Klopp replaced Brendan Rodgers as Liverpool manager in 2015 and revitalised a team that had been struggling to compete with the best teams in England.
The German manager won the Champions League in 2019 — his first trophy with Liverpool — before delivering the team’s first Premier League title in 2020.
Klopp’s decision to step down on Friday caught the footballing world by surprise, particularly due to the fact that the 56-year-old head coach had signed a contract extension in 2022 that was due to expire at the end of the 2025-26 season.
Bayern Munich head coach Thomas Tuchel expressed his shock at Klopp’s decision to leave Liverpool in a news conference on Friday.
“I have to digest that first… Kloppo is one of the very best coaches in the world, he has always managed to influence the clubs where he worked. It’s big news,” Tuchel said.
Klopp experienced the most difficult season of his time in charge of Liverpool last season as they finished fifth in the Premier League and missed out on qualification for the Champions league.
But Liverpool have returned to prominence this season and are top of the Premier League table while remaining in contention to win the Europa League, FA Cup and Carabao Cup.
“I told the club already in November,” Klopp said. “I have to explain a little bit that maybe the job I do people see from the outside, I’m on the touchline and in training sessions and stuff like this, but the majority of all the things happen around these kind of things. That means a season starts and you plan pretty much the next season already.
“When we sat there together talking about potential signings, the next summer camp and can we go wherever, the thought came up, ‘I am not sure I am here then anymore’ and I was surprised myself by that. I obviously start thinking about it.
“It didn’t start [then], but of course last season was kind of a super difficult season and there were moments when at other clubs probably the decision would have been, ‘Come on, thank you very much for everything but probably we should split here, or end it here.’ That didn’t happen here, obviously.
“For me it was super, super, super important that I can help to bring this team back onto the rails. It was all I was thinking about. When I realised pretty early that happened, it’s a really good team with massive potential and a super age group, super characters and all that, then I could start thinking about myself again and that was the outcome. It is not what I want to [do], it is just what I think is 100% right.”

★ ★ ★

» **Requirements**: Copy out the article on Klopp leaving Liverpool in full, word for word. Rely on nothing but the article on Klopp leaving Liverpool.

★ ★ ★

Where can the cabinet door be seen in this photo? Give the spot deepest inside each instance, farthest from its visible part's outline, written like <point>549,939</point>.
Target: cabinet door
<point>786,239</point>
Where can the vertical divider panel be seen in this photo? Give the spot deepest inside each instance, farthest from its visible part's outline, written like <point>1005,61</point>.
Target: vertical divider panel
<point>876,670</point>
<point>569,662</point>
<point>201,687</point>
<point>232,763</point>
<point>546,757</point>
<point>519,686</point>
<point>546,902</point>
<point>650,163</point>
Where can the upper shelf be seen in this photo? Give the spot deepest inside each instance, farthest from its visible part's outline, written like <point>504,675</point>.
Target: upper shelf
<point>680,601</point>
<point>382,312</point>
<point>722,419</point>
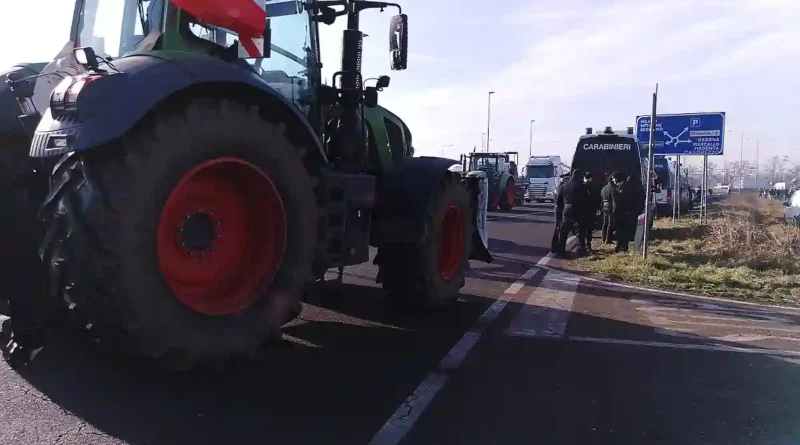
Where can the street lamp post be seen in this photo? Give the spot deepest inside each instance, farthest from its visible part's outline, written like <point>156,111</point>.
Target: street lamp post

★ ★ ★

» **Correct result**:
Klopp replaced Brendan Rodgers as Liverpool manager in 2015 and revitalised a team that had been struggling to compete with the best teams in England.
The German manager won the Champions League in 2019 — his first trophy with Liverpool — before delivering the team’s first Premier League title in 2020.
Klopp’s decision to step down on Friday caught the footballing world by surprise, particularly due to the fact that the 56-year-old head coach had signed a contract extension in 2022 that was due to expire at the end of the 2025-26 season.
Bayern Munich head coach Thomas Tuchel expressed his shock at Klopp’s decision to leave Liverpool in a news conference on Friday.
“I have to digest that first… Kloppo is one of the very best coaches in the world, he has always managed to influence the clubs where he worked. It’s big news,” Tuchel said.
Klopp experienced the most difficult season of his time in charge of Liverpool last season as they finished fifth in the Premier League and missed out on qualification for the Champions league.
But Liverpool have returned to prominence this season and are top of the Premier League table while remaining in contention to win the Europa League, FA Cup and Carabao Cup.
“I told the club already in November,” Klopp said. “I have to explain a little bit that maybe the job I do people see from the outside, I’m on the touchline and in training sessions and stuff like this, but the majority of all the things happen around these kind of things. That means a season starts and you plan pretty much the next season already.
“When we sat there together talking about potential signings, the next summer camp and can we go wherever, the thought came up, ‘I am not sure I am here then anymore’ and I was surprised myself by that. I obviously start thinking about it.
“It didn’t start [then], but of course last season was kind of a super difficult season and there were moments when at other clubs probably the decision would have been, ‘Come on, thank you very much for everything but probably we should split here, or end it here.’ That didn’t happen here, obviously.
“For me it was super, super, super important that I can help to bring this team back onto the rails. It was all I was thinking about. When I realised pretty early that happened, it’s a really good team with massive potential and a super age group, super characters and all that, then I could start thinking about myself again and that was the outcome. It is not what I want to [do], it is just what I think is 100% right.”